> [Task instructions] When the line containing "Query: ladder railing" is reached, copy it and each subsequent line of the material below exactly, through the last line.
........
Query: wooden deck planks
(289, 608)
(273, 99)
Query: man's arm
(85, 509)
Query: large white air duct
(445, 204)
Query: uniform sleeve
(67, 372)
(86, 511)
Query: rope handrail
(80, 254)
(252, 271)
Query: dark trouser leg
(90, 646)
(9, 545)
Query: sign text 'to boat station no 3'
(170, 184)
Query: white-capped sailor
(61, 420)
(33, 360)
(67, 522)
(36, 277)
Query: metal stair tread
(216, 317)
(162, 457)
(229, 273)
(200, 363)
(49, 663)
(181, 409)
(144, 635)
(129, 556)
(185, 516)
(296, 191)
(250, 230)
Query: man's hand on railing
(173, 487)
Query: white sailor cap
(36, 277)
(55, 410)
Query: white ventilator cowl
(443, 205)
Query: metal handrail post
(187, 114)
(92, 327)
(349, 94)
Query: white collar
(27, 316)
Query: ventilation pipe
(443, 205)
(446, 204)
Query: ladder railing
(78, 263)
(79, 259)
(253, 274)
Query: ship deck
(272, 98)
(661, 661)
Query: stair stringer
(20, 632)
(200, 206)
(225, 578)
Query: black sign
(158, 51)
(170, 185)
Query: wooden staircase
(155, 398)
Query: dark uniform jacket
........
> [Response to this exercise]
Query: ladder railing
(78, 263)
(79, 259)
(253, 274)
Query: ship deck
(272, 98)
(661, 661)
Query: stair stringer
(20, 632)
(200, 206)
(225, 578)
Query: black sign
(158, 51)
(170, 185)
Query: wooden staircase
(155, 398)
Query: dark uniform jacket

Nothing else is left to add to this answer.